→ **Required task 1**:
Answer these questions on the Basic authentication text below:
(a) What are the three logon session types IIS can establish based on the LogonMethod attribute?
(b) Which server variable gives Web applications access to the client's cleartext password?
(c) What does the text call ultimately a client's safest bet?
→ **Required task 2**:
Copy the Basic authentication text below word for word, from "If you attempt" to "serve you well.".
begin Text section
Basic Authentication

      Basic authentication is the native authentication mechanism built into HTTP/1.0. The client sends an HTTP request to the server, and the server sends back a failure, demanding that the client prove her identity by sending a user name plus a base-64 encoded ASCII password. Base 64 is not an encryption algorithm; rather, it's an expansion algorithm that allows Internet-unfriendly characters to be represented by friendly ones, and is therefore completely reversible without a key. Thus, Basic authentication only makes sense over an SSL-encrypted link with strong server-side authentication. As long as you know who you're sending the password to, and as long as you are assured that nobody but that server will see the password, basic authentication works just fine. That assumes, of course, you trust the server with your cleartext password.
      If you attempt to turn on this authentication mechanism in the IIS snap-in, you'll get a very nasty warning that tells you not to do this unless you plan to use SSL to secure the connection. This is great advice. You should require SSL for any resource where you plan to allow basic authentication. If you can't afford a public key infrastructure, this combination will serve you well.
      When IIS receives the client's user name and password, it will check the LogonMethod attribute in the metabase to determine which type of logon session to establish. There are three options: interactive logon (the default), batch logon, and network logon.
      The first two result in a logon session with network credentials¯the network logon naturally does not have network credentials. Which one should you choose? Well, a batch-style logon will be pretty tough for most clients to establish, since no principals are granted this logon right by default. An interactive logon is more wide open in this respect, depending on the type of machine your server runs on. Domain controllers severely limit the right to an interactive logon. However, establishing an interactive logon can be considerably more expensive (especially for domain accounts) than establishing a batch or network logon. Generally everyone is granted a network logon on any machine, including domain controllers. Whether it's good security practice to run a public Web server on a domain controller is another question entirely; in my opinion you should avoid doing this, as I'll explain shortly.
      One thing you should be aware of when using Basic authentication is that Web applications (either CGI, ISAPI, or ASP) can get access to the client's cleartext password via a server variable named AUTH_PASSWORD. I know of no way to disable this, which is too bad considering that IIS has already used the password to authenticate the client; letting this information leak through to scripts is dangerous. Just because you trust the TCB of a server with your password doesn't mean you want to trust all of its scripts with your password as well. However, even if this little flaw didn't exist, trusting the TCB of the Web server with your credentials may be more than a security-conscious client is willing to do. In that case, consider using a client-side certificate, which is ultimately a client's safest bet.
end Text section
begin Information supplied
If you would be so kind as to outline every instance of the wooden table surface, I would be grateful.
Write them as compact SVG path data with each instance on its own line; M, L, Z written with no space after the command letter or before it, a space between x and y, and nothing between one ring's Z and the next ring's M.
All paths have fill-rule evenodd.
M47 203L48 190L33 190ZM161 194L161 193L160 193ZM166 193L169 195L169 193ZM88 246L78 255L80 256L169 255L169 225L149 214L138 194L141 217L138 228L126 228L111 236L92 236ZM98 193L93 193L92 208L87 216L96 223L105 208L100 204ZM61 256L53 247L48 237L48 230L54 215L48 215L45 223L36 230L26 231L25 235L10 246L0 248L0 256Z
end Information supplied
→ **Complete output 1**:
(a) Interactive logon (the default), batch logon, and network logon.
(b) AUTH_PASSWORD.
(c) A client-side certificate.

→ **Complete output 2**:
If you attempt to turn on this authentication mechanism in the IIS snap-in, you'll get a very nasty warning that tells you not to do this unless you plan to use SSL to secure the connection. This is great advice. You should require SSL for any resource where you plan to allow basic authentication. If you can't afford a public key infrastructure, this combination will serve you well.